Stored items:
========
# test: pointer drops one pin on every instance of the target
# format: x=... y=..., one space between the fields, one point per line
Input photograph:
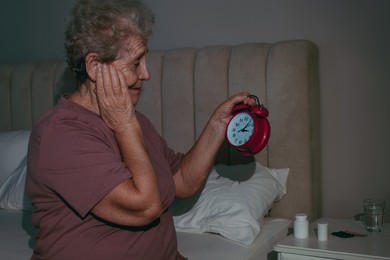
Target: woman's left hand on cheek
x=114 y=100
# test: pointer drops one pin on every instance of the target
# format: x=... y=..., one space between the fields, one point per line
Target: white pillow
x=233 y=201
x=13 y=146
x=13 y=164
x=12 y=191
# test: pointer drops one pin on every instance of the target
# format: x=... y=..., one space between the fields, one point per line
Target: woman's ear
x=91 y=63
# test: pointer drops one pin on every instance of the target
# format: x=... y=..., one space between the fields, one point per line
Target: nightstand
x=373 y=246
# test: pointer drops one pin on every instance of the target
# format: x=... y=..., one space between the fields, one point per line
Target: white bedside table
x=373 y=246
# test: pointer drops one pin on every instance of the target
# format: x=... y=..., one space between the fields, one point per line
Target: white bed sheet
x=16 y=234
x=214 y=247
x=16 y=239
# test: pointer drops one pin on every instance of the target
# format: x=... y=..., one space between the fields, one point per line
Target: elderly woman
x=99 y=175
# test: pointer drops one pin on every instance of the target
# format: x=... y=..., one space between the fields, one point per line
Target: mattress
x=16 y=240
x=212 y=246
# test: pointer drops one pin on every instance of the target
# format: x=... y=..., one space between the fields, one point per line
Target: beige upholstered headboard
x=188 y=84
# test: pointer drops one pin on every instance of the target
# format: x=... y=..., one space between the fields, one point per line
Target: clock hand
x=244 y=128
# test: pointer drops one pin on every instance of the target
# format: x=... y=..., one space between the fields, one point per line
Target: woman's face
x=131 y=62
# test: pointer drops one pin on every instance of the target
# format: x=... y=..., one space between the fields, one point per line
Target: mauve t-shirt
x=73 y=162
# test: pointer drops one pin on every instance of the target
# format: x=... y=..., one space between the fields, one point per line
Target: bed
x=190 y=82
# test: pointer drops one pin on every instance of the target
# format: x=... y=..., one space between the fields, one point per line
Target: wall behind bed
x=353 y=39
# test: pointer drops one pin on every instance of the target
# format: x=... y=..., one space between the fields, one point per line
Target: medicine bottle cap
x=300 y=217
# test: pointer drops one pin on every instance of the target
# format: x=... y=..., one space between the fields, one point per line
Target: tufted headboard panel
x=187 y=84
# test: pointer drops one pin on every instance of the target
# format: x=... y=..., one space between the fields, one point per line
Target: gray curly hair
x=102 y=26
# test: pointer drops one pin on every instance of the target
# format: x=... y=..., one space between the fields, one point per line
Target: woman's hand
x=196 y=164
x=115 y=104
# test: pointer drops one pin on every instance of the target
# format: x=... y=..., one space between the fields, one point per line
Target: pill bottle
x=301 y=226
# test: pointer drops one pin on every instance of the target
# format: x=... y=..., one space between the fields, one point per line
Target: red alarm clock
x=248 y=130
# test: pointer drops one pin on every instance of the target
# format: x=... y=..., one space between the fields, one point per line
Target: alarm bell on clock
x=249 y=130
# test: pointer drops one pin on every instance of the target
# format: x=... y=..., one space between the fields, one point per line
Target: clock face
x=240 y=129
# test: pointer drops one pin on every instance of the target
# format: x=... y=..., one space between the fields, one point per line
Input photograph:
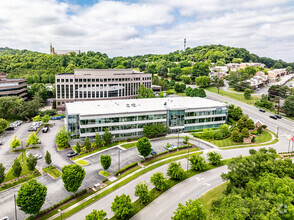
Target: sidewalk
x=111 y=185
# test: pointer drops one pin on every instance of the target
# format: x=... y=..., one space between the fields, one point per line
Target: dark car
x=45 y=129
x=9 y=128
x=278 y=116
x=153 y=152
x=72 y=154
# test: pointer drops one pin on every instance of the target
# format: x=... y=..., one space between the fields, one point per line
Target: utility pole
x=218 y=82
x=15 y=207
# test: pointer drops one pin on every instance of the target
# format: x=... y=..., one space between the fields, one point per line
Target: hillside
x=40 y=67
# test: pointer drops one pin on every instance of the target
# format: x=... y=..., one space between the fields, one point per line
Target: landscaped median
x=125 y=177
x=52 y=171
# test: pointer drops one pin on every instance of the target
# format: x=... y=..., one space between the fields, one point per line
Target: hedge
x=126 y=168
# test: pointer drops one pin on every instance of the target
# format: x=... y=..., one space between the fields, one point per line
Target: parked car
x=45 y=129
x=279 y=116
x=139 y=155
x=38 y=156
x=153 y=152
x=72 y=154
x=9 y=128
x=32 y=128
x=170 y=146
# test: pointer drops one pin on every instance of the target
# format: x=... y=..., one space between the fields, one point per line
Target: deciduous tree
x=72 y=177
x=31 y=197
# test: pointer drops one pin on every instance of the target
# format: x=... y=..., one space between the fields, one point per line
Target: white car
x=38 y=156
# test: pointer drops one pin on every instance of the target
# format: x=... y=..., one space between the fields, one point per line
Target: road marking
x=199 y=179
x=206 y=184
x=159 y=212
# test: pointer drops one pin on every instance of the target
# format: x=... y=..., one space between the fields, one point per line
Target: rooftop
x=139 y=105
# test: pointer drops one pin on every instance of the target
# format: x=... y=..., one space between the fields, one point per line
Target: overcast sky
x=127 y=28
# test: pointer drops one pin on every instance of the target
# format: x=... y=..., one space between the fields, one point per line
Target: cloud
x=264 y=27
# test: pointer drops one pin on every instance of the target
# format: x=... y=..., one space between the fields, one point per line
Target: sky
x=137 y=27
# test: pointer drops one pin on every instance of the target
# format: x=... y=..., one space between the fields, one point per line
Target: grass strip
x=81 y=162
x=22 y=180
x=154 y=193
x=52 y=171
x=113 y=188
x=129 y=145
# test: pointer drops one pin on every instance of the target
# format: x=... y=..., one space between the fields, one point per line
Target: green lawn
x=211 y=195
x=104 y=173
x=238 y=97
x=52 y=171
x=81 y=162
x=129 y=145
x=264 y=137
x=25 y=170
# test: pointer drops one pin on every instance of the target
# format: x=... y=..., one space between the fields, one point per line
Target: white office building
x=126 y=118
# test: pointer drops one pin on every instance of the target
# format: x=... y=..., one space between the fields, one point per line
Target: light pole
x=15 y=207
x=60 y=214
x=278 y=131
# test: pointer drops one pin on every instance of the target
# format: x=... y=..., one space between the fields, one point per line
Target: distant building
x=62 y=52
x=13 y=87
x=94 y=84
x=126 y=118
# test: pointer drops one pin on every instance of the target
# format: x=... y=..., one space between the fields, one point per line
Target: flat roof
x=123 y=106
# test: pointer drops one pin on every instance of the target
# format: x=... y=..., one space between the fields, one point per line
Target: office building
x=13 y=87
x=126 y=118
x=94 y=84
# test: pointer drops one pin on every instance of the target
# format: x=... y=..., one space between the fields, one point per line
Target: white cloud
x=265 y=27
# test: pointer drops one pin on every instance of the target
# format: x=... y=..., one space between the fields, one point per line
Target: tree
x=78 y=147
x=96 y=215
x=289 y=106
x=144 y=146
x=31 y=196
x=144 y=92
x=175 y=171
x=154 y=130
x=141 y=190
x=193 y=210
x=15 y=142
x=2 y=173
x=197 y=162
x=48 y=158
x=159 y=181
x=32 y=139
x=98 y=140
x=107 y=137
x=37 y=118
x=31 y=162
x=3 y=124
x=16 y=168
x=180 y=87
x=247 y=94
x=122 y=206
x=87 y=144
x=72 y=177
x=202 y=81
x=214 y=158
x=105 y=161
x=46 y=118
x=62 y=138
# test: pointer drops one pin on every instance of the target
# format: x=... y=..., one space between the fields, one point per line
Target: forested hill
x=40 y=67
x=10 y=51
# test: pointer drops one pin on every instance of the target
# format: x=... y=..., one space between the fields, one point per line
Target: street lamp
x=60 y=213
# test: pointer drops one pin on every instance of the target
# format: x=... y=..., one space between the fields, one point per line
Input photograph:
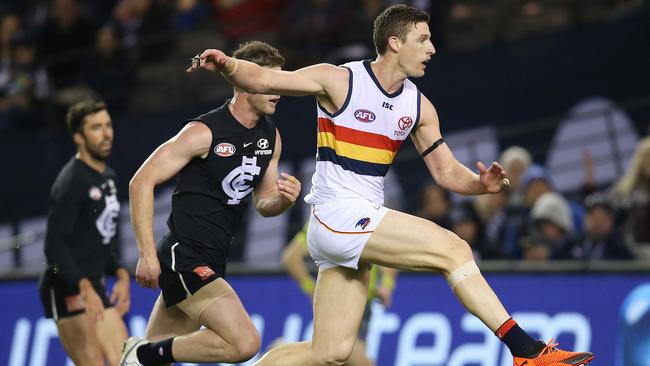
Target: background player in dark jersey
x=220 y=158
x=79 y=245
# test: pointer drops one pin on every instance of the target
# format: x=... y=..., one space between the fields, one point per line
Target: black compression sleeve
x=433 y=146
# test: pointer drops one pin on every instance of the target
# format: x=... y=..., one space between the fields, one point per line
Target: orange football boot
x=551 y=356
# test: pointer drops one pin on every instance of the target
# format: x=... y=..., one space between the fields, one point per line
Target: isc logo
x=364 y=115
x=224 y=149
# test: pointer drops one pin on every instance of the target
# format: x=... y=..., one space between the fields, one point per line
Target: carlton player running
x=79 y=245
x=221 y=158
x=365 y=111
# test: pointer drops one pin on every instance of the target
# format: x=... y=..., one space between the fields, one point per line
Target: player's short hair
x=260 y=53
x=77 y=113
x=397 y=21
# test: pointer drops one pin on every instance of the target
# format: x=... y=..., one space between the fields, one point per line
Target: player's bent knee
x=246 y=347
x=459 y=252
x=335 y=357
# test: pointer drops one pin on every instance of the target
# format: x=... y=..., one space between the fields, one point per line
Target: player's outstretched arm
x=319 y=80
x=443 y=166
x=167 y=160
x=275 y=193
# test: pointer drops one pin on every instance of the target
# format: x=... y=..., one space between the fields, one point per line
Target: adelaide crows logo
x=363 y=223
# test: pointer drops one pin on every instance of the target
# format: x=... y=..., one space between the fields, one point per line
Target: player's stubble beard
x=96 y=152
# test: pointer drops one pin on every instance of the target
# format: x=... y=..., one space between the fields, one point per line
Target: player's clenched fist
x=213 y=60
x=147 y=272
x=289 y=187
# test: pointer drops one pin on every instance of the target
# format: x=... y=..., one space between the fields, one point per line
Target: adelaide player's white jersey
x=357 y=144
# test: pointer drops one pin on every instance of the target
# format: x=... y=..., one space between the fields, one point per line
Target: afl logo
x=404 y=123
x=224 y=149
x=95 y=193
x=263 y=143
x=364 y=115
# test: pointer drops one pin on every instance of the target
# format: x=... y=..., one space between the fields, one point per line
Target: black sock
x=156 y=353
x=518 y=341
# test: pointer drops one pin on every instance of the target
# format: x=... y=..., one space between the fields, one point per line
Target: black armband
x=433 y=146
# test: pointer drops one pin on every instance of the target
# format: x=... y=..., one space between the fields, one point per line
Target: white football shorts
x=338 y=231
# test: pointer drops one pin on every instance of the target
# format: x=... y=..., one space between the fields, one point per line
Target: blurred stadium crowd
x=54 y=52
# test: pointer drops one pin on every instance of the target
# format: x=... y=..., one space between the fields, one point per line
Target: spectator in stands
x=436 y=203
x=65 y=40
x=146 y=26
x=517 y=222
x=492 y=210
x=10 y=26
x=24 y=89
x=109 y=71
x=601 y=240
x=552 y=233
x=632 y=194
x=468 y=226
x=242 y=20
x=316 y=28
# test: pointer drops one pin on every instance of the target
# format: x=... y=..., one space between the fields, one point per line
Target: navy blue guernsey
x=212 y=193
x=82 y=225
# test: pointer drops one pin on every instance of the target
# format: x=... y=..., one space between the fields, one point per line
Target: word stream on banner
x=426 y=325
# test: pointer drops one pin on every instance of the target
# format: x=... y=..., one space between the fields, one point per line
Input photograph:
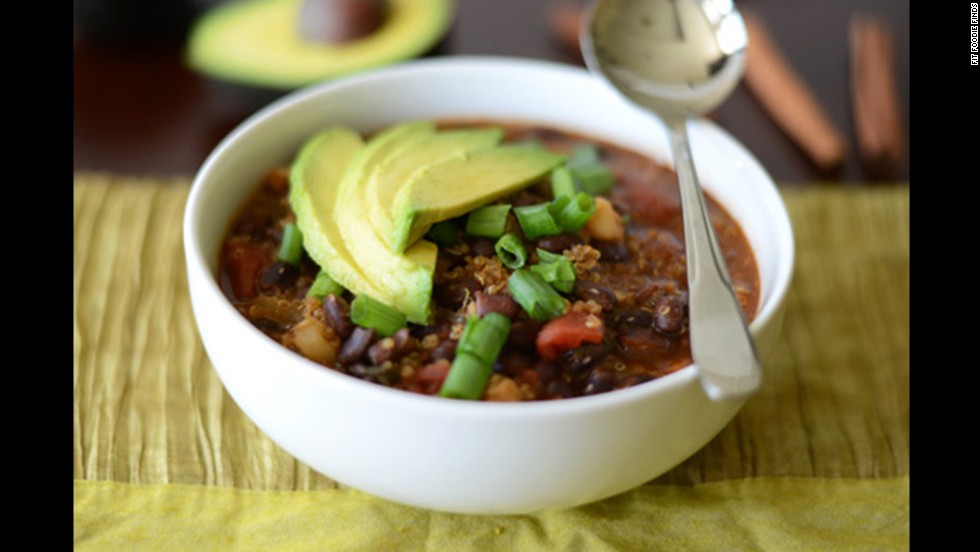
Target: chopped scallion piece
x=485 y=337
x=488 y=222
x=536 y=296
x=510 y=250
x=536 y=221
x=576 y=212
x=324 y=285
x=291 y=248
x=477 y=351
x=555 y=269
x=368 y=312
x=444 y=234
x=467 y=378
x=562 y=183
========
Description of the task: Rescale the data from its start through the line that contains "x=212 y=246", both ends included: repeat every line, multiplying the x and y coordinates of each answer point by 1.85 and rounding them to whole numbers with halves going up. Leave the pictures out of your answer.

Reply:
# test: pointer drops one pin on every instance of the target
# format: x=... y=..., one space between the fields, one point per line
Input photograph:
Target: woman's left hand on cheek
x=211 y=185
# test: pointer drops one pin on every instance of the target
# format: x=... y=..., one space between the fields, one point per line
Target: white pillow
x=431 y=372
x=24 y=270
x=24 y=303
x=22 y=353
# test: pointer drops one pin on every instance of the target
# format: x=... y=..., one space between the fields, one point per line
Target: woman's ear
x=168 y=117
# test: pointer drops one pin on every instance of the target
# format: x=... y=..., one space between the fields, one point per line
Target: nightstand
x=690 y=455
# test: pointer drops one pin on every instance of the target
# format: x=... y=..., one space between the fields, one point per line
Target: white bedside table
x=690 y=455
# test: pointer drops one pin on every instance of the target
# format: x=... y=..., one space between the fields, one point per line
Target: white bed sheet
x=30 y=433
x=396 y=457
x=30 y=442
# test: pointer drops one pin on every instance of the target
# format: x=... y=..., one space between the fields, one point per line
Target: elderly woman
x=183 y=324
# test: pointer drops one pin on every instance of the target
# format: x=... y=..., one space between the fields, one point per line
Target: mattress
x=30 y=444
x=392 y=455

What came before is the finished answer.